- _Aim_: In the listing below, locate the line containing "point: street sign"; reproduce that line and all lines that follow it, unchanged.

::: Data for the task :::

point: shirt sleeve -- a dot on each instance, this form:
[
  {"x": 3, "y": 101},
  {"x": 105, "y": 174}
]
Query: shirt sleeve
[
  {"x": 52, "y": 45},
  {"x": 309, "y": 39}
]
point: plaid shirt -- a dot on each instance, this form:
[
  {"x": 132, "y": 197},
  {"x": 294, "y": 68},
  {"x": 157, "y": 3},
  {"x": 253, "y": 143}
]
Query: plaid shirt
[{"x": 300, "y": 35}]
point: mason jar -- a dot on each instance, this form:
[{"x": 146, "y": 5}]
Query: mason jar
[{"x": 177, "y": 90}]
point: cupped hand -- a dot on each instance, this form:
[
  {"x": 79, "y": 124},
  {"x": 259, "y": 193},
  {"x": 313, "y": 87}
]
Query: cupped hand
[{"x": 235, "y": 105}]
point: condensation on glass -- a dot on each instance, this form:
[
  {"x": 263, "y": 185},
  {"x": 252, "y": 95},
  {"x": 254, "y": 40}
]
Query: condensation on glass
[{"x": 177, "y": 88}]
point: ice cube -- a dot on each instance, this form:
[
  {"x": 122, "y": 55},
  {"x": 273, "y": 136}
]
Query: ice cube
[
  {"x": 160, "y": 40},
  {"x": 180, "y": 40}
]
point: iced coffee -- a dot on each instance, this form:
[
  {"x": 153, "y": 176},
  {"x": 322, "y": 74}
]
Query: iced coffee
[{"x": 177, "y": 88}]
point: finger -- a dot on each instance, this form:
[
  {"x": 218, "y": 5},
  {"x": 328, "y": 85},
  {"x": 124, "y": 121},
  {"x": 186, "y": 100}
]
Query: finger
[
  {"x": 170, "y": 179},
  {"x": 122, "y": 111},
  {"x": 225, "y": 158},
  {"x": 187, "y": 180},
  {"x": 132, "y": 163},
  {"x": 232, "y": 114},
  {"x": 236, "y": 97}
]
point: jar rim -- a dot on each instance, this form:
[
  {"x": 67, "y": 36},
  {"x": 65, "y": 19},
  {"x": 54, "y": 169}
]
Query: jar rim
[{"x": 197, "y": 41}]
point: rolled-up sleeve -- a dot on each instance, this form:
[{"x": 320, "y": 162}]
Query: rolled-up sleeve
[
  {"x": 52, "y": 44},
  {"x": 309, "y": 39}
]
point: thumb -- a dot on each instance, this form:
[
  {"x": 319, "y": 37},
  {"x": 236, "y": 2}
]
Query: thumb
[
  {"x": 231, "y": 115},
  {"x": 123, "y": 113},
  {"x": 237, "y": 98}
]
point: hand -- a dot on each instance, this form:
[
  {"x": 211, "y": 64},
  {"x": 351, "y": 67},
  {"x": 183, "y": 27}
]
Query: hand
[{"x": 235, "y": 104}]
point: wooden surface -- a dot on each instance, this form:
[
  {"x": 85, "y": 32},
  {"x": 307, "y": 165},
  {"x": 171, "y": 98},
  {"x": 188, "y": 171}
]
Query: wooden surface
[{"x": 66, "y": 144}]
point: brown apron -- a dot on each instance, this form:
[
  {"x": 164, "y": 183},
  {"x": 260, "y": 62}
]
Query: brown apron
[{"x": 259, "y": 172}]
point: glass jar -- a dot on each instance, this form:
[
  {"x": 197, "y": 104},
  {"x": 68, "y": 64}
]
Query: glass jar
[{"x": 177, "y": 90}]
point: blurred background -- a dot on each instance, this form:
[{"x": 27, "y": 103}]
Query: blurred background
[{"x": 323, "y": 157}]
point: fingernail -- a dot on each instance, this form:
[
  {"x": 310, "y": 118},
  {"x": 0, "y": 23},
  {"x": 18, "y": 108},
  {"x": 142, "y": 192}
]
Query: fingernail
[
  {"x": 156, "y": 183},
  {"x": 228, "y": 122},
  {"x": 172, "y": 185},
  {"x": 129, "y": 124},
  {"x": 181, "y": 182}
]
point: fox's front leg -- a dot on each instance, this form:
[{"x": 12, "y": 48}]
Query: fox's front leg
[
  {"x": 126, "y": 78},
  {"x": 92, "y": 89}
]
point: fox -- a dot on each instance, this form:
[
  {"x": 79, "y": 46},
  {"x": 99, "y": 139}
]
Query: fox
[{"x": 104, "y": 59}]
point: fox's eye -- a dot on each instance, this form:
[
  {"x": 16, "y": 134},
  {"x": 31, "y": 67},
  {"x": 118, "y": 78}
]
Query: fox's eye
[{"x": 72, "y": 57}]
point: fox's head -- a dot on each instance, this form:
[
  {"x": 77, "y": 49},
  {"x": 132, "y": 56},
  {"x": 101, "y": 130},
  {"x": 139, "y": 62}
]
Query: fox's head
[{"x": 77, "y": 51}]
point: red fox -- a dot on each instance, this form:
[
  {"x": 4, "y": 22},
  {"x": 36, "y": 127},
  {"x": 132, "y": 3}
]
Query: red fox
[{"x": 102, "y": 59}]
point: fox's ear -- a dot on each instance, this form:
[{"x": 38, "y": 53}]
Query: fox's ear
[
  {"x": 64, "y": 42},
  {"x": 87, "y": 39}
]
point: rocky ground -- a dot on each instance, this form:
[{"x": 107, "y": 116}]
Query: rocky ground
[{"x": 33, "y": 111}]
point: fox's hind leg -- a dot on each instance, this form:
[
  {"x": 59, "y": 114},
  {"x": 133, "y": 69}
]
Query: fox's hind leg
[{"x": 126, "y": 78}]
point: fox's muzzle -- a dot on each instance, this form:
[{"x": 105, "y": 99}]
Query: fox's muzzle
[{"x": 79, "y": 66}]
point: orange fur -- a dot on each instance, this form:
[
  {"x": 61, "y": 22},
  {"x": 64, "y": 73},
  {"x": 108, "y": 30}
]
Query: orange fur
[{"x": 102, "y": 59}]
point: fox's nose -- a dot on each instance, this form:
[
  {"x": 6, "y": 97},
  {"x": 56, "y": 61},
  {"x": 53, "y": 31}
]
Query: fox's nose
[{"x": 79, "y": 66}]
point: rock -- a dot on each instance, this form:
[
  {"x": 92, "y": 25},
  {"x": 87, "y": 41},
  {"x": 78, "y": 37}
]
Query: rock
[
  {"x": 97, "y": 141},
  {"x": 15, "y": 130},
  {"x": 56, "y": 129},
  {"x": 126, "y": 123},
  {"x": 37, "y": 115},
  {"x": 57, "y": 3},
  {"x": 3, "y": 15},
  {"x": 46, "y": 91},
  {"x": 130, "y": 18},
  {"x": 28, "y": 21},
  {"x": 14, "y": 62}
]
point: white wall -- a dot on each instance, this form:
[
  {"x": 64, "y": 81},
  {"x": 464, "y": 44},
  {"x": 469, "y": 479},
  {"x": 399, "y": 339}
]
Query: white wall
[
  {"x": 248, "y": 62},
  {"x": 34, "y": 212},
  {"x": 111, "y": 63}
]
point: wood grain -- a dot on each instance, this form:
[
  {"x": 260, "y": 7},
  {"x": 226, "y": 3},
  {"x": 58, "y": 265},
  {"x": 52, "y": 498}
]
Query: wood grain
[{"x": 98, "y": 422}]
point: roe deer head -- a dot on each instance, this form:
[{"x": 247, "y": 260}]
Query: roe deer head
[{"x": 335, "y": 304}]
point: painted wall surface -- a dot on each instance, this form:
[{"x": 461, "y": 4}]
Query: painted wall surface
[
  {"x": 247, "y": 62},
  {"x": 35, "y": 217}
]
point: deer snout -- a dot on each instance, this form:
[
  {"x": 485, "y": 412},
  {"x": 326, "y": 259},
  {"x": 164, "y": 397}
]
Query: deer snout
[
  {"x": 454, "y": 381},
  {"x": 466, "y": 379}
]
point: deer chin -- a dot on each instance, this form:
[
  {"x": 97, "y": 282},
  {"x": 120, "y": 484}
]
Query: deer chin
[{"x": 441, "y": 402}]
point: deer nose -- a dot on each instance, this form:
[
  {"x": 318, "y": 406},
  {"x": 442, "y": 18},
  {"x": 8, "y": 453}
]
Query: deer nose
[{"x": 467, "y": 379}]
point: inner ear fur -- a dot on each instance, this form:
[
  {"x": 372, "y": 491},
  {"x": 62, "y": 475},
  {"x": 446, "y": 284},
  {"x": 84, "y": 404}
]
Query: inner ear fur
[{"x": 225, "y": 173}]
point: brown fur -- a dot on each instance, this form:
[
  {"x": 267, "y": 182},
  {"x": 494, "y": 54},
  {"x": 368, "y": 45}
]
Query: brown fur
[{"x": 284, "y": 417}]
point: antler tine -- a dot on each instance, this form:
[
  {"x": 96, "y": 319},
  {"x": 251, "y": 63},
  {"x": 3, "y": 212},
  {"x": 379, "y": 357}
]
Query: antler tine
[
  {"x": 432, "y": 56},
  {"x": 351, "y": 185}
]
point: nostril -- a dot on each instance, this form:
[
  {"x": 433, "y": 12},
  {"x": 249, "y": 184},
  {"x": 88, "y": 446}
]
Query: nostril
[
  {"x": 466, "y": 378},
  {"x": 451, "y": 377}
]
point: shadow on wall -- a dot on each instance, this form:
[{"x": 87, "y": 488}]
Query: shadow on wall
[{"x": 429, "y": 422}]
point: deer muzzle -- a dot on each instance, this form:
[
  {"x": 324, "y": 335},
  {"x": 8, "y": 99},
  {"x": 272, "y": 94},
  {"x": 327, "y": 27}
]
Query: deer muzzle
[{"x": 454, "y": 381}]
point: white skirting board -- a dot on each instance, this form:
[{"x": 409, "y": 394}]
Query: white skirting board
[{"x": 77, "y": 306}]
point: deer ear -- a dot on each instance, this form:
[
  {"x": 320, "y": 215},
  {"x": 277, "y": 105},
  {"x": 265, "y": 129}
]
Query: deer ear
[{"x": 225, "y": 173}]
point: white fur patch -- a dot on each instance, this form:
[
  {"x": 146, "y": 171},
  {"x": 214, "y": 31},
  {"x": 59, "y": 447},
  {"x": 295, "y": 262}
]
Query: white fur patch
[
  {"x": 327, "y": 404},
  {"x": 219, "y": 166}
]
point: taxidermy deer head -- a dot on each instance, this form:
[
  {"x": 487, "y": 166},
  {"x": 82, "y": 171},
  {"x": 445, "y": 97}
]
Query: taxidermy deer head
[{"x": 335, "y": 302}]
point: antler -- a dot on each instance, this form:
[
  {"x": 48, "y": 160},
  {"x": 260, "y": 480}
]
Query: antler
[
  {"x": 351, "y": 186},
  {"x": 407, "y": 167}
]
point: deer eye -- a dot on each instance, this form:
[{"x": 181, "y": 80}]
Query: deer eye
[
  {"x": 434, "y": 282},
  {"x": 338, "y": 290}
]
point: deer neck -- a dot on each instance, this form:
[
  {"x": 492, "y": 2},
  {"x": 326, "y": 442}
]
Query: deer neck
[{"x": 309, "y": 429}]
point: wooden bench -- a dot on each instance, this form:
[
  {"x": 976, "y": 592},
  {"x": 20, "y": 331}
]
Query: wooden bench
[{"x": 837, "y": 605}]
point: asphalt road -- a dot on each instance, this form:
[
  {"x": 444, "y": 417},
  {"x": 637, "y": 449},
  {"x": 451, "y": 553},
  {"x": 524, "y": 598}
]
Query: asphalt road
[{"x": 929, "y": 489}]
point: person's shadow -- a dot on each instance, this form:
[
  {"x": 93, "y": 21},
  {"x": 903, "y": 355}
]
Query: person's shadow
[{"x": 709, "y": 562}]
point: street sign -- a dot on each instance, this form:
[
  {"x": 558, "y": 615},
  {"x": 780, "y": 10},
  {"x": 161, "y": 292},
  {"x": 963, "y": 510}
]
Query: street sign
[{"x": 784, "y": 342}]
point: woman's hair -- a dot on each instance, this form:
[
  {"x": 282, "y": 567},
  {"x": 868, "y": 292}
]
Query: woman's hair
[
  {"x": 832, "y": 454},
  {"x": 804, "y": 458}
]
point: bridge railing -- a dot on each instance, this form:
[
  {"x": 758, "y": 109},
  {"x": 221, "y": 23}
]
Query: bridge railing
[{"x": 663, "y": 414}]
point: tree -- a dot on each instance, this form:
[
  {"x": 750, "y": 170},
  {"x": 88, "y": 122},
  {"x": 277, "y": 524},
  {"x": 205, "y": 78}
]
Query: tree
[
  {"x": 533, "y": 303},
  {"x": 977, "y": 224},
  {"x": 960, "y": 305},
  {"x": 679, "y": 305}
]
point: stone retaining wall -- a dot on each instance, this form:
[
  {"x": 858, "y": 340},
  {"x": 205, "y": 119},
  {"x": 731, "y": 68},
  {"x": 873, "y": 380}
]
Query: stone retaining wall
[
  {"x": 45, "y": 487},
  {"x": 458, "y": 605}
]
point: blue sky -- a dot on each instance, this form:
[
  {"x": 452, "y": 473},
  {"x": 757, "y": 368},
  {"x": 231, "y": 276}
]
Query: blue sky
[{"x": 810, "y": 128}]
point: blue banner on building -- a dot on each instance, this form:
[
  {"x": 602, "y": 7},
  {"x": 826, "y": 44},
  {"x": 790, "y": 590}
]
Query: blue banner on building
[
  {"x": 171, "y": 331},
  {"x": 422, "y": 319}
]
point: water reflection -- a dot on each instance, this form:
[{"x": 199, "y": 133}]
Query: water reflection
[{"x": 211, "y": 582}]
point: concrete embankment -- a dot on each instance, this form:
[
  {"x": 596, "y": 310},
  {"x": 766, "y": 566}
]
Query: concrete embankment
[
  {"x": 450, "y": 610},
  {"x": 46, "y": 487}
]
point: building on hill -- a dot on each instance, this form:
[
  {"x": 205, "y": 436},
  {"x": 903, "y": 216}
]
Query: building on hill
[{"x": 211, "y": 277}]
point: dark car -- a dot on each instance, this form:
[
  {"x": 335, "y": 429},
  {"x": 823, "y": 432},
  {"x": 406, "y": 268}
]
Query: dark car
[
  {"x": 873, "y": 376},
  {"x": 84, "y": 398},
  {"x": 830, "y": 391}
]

:::

- _Task response_:
point: street sign -- a dot on each instance, this form:
[
  {"x": 558, "y": 615},
  {"x": 780, "y": 10},
  {"x": 161, "y": 292},
  {"x": 963, "y": 510}
]
Query: street sign
[{"x": 784, "y": 342}]
point: woman's hair -- a dot on each instance, this form:
[
  {"x": 282, "y": 567},
  {"x": 868, "y": 292}
]
Query: woman's hair
[
  {"x": 832, "y": 454},
  {"x": 804, "y": 458}
]
point: bridge railing -- a dot on each instance, this form:
[
  {"x": 758, "y": 109},
  {"x": 221, "y": 23}
]
Query: bridge railing
[{"x": 663, "y": 414}]
point: tree -- a dot on each instance, this form:
[
  {"x": 750, "y": 170},
  {"x": 88, "y": 122},
  {"x": 277, "y": 524},
  {"x": 205, "y": 78}
]
Query: tree
[
  {"x": 533, "y": 303},
  {"x": 977, "y": 224},
  {"x": 960, "y": 305},
  {"x": 679, "y": 305}
]
point: stone retaining wall -- a dot on each instance, this form:
[
  {"x": 858, "y": 340},
  {"x": 205, "y": 119},
  {"x": 731, "y": 68},
  {"x": 873, "y": 380}
]
Query: stone retaining wall
[
  {"x": 45, "y": 487},
  {"x": 458, "y": 605}
]
point: blue sky -- a dot on each instance, this form:
[
  {"x": 452, "y": 473},
  {"x": 757, "y": 368},
  {"x": 231, "y": 276}
]
Query: blue sky
[{"x": 810, "y": 128}]
point: blue banner on building -- a dot on each instance, this form:
[
  {"x": 602, "y": 7},
  {"x": 826, "y": 44},
  {"x": 790, "y": 590}
]
Query: blue banner on building
[
  {"x": 171, "y": 331},
  {"x": 422, "y": 319}
]
point: water reflection -- a dot on each instance, this form:
[{"x": 199, "y": 133}]
Query: water reflection
[{"x": 211, "y": 582}]
point: concrete embankment -- a dot on each instance, this form:
[
  {"x": 596, "y": 310},
  {"x": 766, "y": 566}
]
Query: concrete embankment
[
  {"x": 450, "y": 610},
  {"x": 46, "y": 487}
]
point: building on hill -- a dot on each instance, this form:
[
  {"x": 205, "y": 436},
  {"x": 903, "y": 216}
]
Query: building on hill
[{"x": 211, "y": 277}]
point: dark car -- a dot on each instance, this form:
[
  {"x": 335, "y": 429},
  {"x": 823, "y": 432},
  {"x": 406, "y": 268}
]
Query: dark car
[
  {"x": 873, "y": 376},
  {"x": 84, "y": 398},
  {"x": 830, "y": 391}
]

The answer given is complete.